WORK REQUEST:
Set down all of the entries word for word, omitting the images they contain.

WORKING DATA:
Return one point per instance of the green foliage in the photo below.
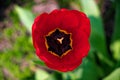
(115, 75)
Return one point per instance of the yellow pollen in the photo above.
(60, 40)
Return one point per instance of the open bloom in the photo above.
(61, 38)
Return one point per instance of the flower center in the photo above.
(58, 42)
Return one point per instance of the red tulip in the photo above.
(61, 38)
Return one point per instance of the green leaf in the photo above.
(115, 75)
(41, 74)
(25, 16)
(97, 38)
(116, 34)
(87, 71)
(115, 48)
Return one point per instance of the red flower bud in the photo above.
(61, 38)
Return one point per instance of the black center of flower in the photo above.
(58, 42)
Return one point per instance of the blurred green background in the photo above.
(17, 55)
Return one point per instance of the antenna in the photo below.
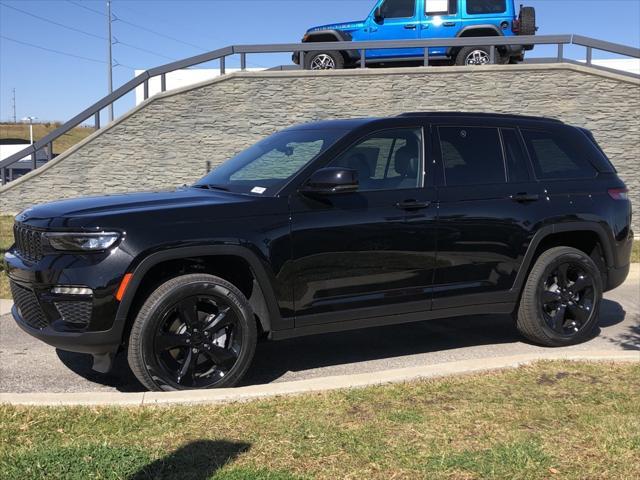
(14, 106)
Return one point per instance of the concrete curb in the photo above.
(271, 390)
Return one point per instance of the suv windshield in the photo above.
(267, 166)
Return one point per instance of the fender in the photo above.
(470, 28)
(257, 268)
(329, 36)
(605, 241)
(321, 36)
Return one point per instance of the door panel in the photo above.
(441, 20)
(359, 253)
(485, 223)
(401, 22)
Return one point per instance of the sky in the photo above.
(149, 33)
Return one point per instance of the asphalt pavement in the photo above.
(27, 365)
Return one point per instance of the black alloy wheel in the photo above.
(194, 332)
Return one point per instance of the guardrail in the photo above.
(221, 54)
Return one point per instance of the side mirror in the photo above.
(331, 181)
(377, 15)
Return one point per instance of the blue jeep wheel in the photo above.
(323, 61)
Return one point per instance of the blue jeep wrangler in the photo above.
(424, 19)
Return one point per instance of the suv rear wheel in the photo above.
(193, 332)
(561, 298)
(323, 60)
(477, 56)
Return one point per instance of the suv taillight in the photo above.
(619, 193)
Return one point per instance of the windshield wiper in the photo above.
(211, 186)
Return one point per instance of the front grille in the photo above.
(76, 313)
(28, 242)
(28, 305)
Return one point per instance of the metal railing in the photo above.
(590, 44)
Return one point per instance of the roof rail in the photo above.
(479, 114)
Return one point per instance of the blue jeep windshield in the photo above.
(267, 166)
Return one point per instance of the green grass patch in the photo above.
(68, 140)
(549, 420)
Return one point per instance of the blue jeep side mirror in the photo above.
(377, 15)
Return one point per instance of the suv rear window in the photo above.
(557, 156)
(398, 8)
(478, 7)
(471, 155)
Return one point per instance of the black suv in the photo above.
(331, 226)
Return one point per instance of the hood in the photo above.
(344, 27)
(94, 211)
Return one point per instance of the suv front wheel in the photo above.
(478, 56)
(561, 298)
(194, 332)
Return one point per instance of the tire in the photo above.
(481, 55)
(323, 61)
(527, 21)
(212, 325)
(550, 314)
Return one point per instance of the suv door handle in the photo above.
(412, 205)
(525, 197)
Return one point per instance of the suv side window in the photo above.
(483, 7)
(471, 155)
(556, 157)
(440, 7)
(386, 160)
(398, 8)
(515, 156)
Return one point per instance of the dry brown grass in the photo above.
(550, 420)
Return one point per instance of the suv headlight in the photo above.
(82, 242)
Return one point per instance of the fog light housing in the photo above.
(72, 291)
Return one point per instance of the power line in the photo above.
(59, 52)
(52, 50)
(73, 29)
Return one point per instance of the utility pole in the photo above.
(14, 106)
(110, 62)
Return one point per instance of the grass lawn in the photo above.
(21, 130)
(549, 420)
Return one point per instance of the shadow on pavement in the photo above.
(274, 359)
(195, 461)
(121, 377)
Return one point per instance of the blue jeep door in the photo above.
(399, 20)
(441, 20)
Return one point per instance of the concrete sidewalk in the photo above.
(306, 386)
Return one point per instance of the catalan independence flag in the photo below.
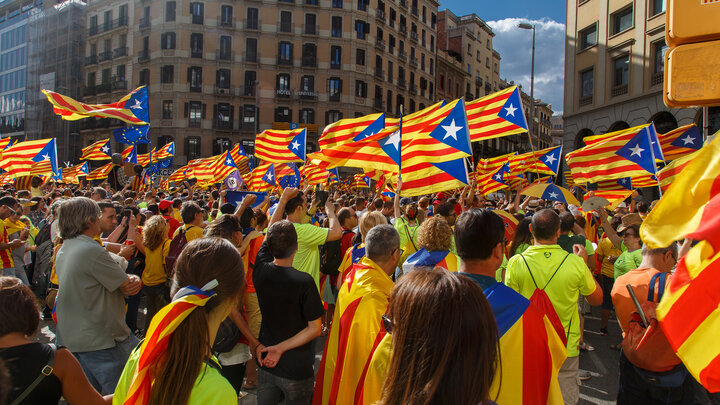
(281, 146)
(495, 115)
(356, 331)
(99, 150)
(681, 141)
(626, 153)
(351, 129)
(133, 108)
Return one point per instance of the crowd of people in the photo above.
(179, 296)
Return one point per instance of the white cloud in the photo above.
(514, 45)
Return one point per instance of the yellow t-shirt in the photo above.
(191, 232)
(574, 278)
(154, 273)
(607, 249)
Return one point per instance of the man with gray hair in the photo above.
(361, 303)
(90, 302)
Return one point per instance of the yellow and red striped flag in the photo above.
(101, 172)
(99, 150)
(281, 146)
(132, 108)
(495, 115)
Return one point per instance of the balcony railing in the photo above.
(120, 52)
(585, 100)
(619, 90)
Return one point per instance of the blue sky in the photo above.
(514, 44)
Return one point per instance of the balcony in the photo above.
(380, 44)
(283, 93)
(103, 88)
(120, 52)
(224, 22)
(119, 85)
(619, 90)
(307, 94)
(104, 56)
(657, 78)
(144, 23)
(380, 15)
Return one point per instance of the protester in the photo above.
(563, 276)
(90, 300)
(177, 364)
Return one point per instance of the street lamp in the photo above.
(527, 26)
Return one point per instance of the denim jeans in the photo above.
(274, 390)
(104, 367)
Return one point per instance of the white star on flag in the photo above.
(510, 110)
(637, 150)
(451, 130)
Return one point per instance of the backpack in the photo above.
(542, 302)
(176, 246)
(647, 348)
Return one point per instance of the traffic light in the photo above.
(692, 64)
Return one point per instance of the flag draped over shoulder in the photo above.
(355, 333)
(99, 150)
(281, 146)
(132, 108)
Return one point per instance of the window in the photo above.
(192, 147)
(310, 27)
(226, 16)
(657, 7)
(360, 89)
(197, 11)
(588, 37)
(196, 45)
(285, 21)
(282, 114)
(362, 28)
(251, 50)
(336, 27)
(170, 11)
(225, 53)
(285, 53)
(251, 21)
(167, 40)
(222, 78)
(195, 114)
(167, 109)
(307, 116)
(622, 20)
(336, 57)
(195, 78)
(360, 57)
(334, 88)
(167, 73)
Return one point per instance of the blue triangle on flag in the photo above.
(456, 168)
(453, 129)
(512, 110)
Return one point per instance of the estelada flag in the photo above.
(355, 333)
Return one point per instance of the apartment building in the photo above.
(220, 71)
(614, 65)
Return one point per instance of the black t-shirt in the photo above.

RESPONSE TO THE EXERCISE:
Return one point per instance of the green foliage in the photo below.
(115, 75)
Return one point per instance of the yellow pollen in the photo above.
(60, 40)
Return one point per instance of the open bloom in the photo above.
(61, 38)
Return one point per instance of the flower center in the photo above.
(58, 42)
Return one point per instance of the red tulip in the photo above.
(61, 38)
Return one point per instance of the green leaf in the photo above.
(115, 75)
(41, 74)
(25, 16)
(97, 38)
(116, 34)
(87, 71)
(115, 48)
Return one point per instance of the red flower bud in the photo above.
(61, 38)
Return one point per instance of the black center of flower in the photo above.
(58, 42)
Return one point per instance of the blurred green background in the photo above.
(17, 55)
Return one point per instance of the antenna in the photo below.
(14, 106)
Return one point per instance of the concrete curb in the photo above.
(271, 390)
Return one point per instance of the suv windshield in the photo above.
(267, 166)
Return one point per instance of the fender in the photo above.
(470, 28)
(257, 268)
(329, 36)
(605, 241)
(321, 36)
Return one point per instance of the door panel in the photo above.
(441, 20)
(359, 253)
(485, 223)
(401, 22)
Return one point per instance of the sky in the photo above.
(149, 33)
Return one point per instance of the asphalt pavement in the photo above.
(27, 365)
Return one point per instance of the black alloy wheel in the photo above.
(194, 332)
Return one point per instance of the guardrail in the photo above.
(221, 54)
Return one point per instance of the side mirror in the photo above.
(331, 181)
(377, 15)
Return one point per instance of the blue jeep wheel in the photo above.
(323, 61)
Return one point per instance of the blue jeep wrangler in the photo above.
(424, 19)
Return one point per instance of the suv rear wheel in the photo above.
(193, 332)
(561, 298)
(323, 60)
(477, 56)
Return one point per instance of the suv taillight in the photo above.
(619, 193)
Return one point per instance of the windshield wiper in the photo above.
(211, 186)
Return one point per instance of the front grille in the photo above.
(76, 313)
(28, 242)
(28, 305)
Return one point per instance of the metal railing in the photo above.
(590, 44)
Return one point per instance of the roof rail in the photo above.
(479, 114)
Return one point per instance of the blue jeep windshield in the photo above.
(267, 166)
Return one point per instance of the green grass patch in the photo above.
(68, 140)
(549, 420)
Return one point per instance of the blue jeep side mirror in the photo above.
(377, 15)
Return one point per instance of the suv rear window in the photo above.
(557, 156)
(398, 8)
(478, 7)
(471, 155)
Return one point per instance of the black suv in the photo above.
(331, 226)
Return one point per instance of the hood in the photo above.
(344, 27)
(94, 211)
Return one point per instance of the suv front wheel in the photo above.
(478, 56)
(561, 298)
(194, 332)
Return one point per instance of the tire in the photo above.
(481, 55)
(323, 61)
(527, 21)
(212, 325)
(550, 314)
Return one point per instance of the suv door handle in the photo above.
(412, 205)
(525, 197)
Return one point per instance of the suv side window in the photo above.
(483, 7)
(471, 155)
(556, 157)
(440, 7)
(386, 160)
(398, 8)
(515, 156)
Return one point per instance of the dry brown grass in the photo above.
(550, 420)
Return one point per instance of the suv headlight in the photo above.
(82, 242)
Return one point per instance of the fog light housing in the photo above.
(72, 291)
Return one point per instance of the power line in the photo above.
(59, 52)
(52, 50)
(73, 29)
Return one point per instance of the utility pole in the photo above.
(14, 106)
(110, 62)
Return one point per instance of the grass lawn in the photo above.
(21, 130)
(549, 420)
Return one point per instance of the shadow on pavement in the photo above.
(274, 359)
(195, 461)
(121, 377)
Return one point per instance of the blue jeep door in the photo above.
(399, 20)
(441, 20)
Return one point per instance of the concrete sidewalk in the photo above.
(306, 386)
Return one point per instance of the catalan independence flag in the photo below.
(281, 146)
(495, 115)
(356, 331)
(99, 150)
(681, 141)
(626, 153)
(351, 129)
(133, 108)
Return one point per instance of the crowd of people in the photo above.
(179, 296)
Return one point per instance of the white cloud in the photo above.
(514, 45)
Return one point per instance of the yellow t-shirt in the photo above.
(191, 232)
(574, 278)
(154, 273)
(607, 249)
Return one point per instance of the man with gray hair in the photo above.
(361, 303)
(90, 302)
Return one point per instance of the yellow and red striped flag in the photo above.
(101, 172)
(99, 150)
(281, 146)
(132, 108)
(495, 115)
Return one point per instance of the balcony railing in the photo above.
(120, 52)
(585, 100)
(619, 90)
Return one point per instance of the blue sky in the photo above.
(514, 44)
Return one point per instance of the balcony in the photo above.
(380, 44)
(283, 93)
(103, 88)
(120, 52)
(224, 22)
(119, 85)
(619, 90)
(307, 94)
(104, 56)
(657, 78)
(144, 23)
(380, 15)
Return one point per instance of the protester in the photo above.
(563, 276)
(90, 300)
(177, 364)
Return one point per instance of the street lamp in the photo above.
(527, 26)
Return one point per instance of the denim jeans in the photo above.
(274, 390)
(104, 367)
Return one point per instance of the white star on flag in the photo above.
(510, 110)
(637, 150)
(451, 130)
Return one point per instance of the backpack in the photo above.
(542, 302)
(176, 246)
(647, 348)
Return one point per instance of the traffic light in the photo above.
(692, 64)
Return one point per instance of the flag draped over shoulder in the photo above.
(355, 333)
(99, 150)
(281, 146)
(132, 108)
Return one point per instance of the window in the photo above.
(192, 147)
(310, 27)
(226, 16)
(657, 7)
(360, 89)
(197, 11)
(588, 37)
(196, 45)
(285, 21)
(282, 114)
(362, 28)
(251, 50)
(336, 27)
(170, 11)
(225, 53)
(285, 53)
(251, 21)
(167, 40)
(222, 78)
(195, 114)
(167, 109)
(307, 116)
(622, 20)
(336, 57)
(195, 78)
(360, 57)
(334, 88)
(167, 73)
Return one point per instance of the blue triangle on flag in the photo above.
(456, 168)
(453, 129)
(512, 110)
Return one point per instance of the estelada flag in the photo above.
(355, 333)
Return one point per instance of the apartment building in the photo above.
(220, 71)
(614, 65)
Return one point per instance of the black t-shirt in the photo above.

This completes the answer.